(Entries taken from a collection)
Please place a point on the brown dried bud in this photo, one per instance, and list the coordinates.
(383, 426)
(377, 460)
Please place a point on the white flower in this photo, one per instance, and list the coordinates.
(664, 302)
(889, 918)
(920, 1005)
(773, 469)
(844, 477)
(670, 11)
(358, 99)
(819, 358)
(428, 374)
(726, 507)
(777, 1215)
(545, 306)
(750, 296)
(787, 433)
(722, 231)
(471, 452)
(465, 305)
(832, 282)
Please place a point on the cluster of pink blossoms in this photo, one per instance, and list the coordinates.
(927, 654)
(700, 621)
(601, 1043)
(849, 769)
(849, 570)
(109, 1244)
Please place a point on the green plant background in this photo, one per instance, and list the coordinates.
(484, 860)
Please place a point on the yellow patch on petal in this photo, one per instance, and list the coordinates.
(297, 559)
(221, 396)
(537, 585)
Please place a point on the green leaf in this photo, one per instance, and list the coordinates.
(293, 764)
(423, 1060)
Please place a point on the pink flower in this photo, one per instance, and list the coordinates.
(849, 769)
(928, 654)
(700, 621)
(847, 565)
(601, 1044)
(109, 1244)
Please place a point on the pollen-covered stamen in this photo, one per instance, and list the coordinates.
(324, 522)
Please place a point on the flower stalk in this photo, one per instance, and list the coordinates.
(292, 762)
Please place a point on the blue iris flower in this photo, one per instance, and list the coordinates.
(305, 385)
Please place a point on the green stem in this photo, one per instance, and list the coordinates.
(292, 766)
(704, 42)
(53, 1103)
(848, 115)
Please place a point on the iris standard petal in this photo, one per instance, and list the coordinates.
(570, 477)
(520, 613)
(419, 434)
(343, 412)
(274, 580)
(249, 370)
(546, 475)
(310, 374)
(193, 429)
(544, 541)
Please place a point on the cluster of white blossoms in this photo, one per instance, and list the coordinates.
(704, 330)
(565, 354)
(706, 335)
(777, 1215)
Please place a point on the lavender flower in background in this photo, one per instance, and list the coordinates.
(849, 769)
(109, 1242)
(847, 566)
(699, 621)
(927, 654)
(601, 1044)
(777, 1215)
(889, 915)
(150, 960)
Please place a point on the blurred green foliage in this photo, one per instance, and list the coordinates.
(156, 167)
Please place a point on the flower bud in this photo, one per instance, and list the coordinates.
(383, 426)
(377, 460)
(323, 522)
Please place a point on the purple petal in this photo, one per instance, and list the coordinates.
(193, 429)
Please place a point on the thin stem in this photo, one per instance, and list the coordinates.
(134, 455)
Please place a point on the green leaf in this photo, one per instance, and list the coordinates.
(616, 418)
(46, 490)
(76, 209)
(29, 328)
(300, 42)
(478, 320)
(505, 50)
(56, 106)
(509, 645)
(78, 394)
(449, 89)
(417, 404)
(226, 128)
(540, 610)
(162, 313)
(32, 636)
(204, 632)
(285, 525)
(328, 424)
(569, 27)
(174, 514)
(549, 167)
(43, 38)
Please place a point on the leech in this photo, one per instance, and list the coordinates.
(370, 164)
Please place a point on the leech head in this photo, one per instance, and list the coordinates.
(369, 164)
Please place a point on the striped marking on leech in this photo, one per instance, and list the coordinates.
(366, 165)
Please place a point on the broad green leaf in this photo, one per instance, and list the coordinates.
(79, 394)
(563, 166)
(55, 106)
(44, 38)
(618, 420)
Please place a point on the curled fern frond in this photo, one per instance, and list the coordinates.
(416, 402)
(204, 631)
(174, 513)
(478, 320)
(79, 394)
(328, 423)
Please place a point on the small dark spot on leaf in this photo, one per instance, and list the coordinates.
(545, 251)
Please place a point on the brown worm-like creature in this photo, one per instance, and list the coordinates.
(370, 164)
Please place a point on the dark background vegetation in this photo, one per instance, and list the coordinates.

Task directions:
Everything from the line with "Please place a point on the blurred" to the end of the listing above needs to be duplicated exactly, both end lines included, with nothing more.

Solved problem:
Please place a point on the blurred green foliage in this photo, one per instance, and list the coordinates.
(156, 167)
Please place a point on the flower bud in this photo, one per instance, and list the coordinates.
(383, 426)
(377, 460)
(323, 522)
Please place a point on the purple petal in this photo, one per instance, and list the coordinates.
(193, 429)
Please place a point on the thin stem in this photo, one per instance, and list the coordinates.
(134, 455)
Please place a point on the green leaf in this photo, one per instance, and list the coordinates.
(616, 418)
(46, 490)
(76, 209)
(29, 328)
(300, 42)
(478, 320)
(505, 50)
(56, 106)
(509, 645)
(78, 394)
(449, 89)
(417, 404)
(226, 128)
(540, 610)
(162, 313)
(32, 636)
(204, 632)
(285, 525)
(328, 424)
(569, 27)
(174, 514)
(549, 167)
(43, 38)
Please place a point on the leech in this photo, one per instance, and list the coordinates.
(370, 164)
Please place a point on the leech head in this photo, one per instance, and list the coordinates.
(369, 164)
Please place a point on the striped marking on leech in this photo, one per instance, and list the coordinates.
(366, 165)
Please place a point on the broad green leaf in this photo, one per instance, and list the coordinates.
(79, 394)
(563, 166)
(55, 106)
(44, 38)
(618, 420)
Please place a point on the curled fern frond in this photo, one per instance, and list the coordinates.
(416, 402)
(204, 631)
(174, 513)
(478, 320)
(79, 394)
(328, 423)
Please place a point on the small dark spot on leaf in this photo, one per instance, and list the coordinates.
(545, 251)
Please place a point on the brown worm-like creature in this photo, one per instance, and list the coordinates.
(370, 164)
Please place a point on the dark background vegetation in this photo, one per instance, and list the coordinates.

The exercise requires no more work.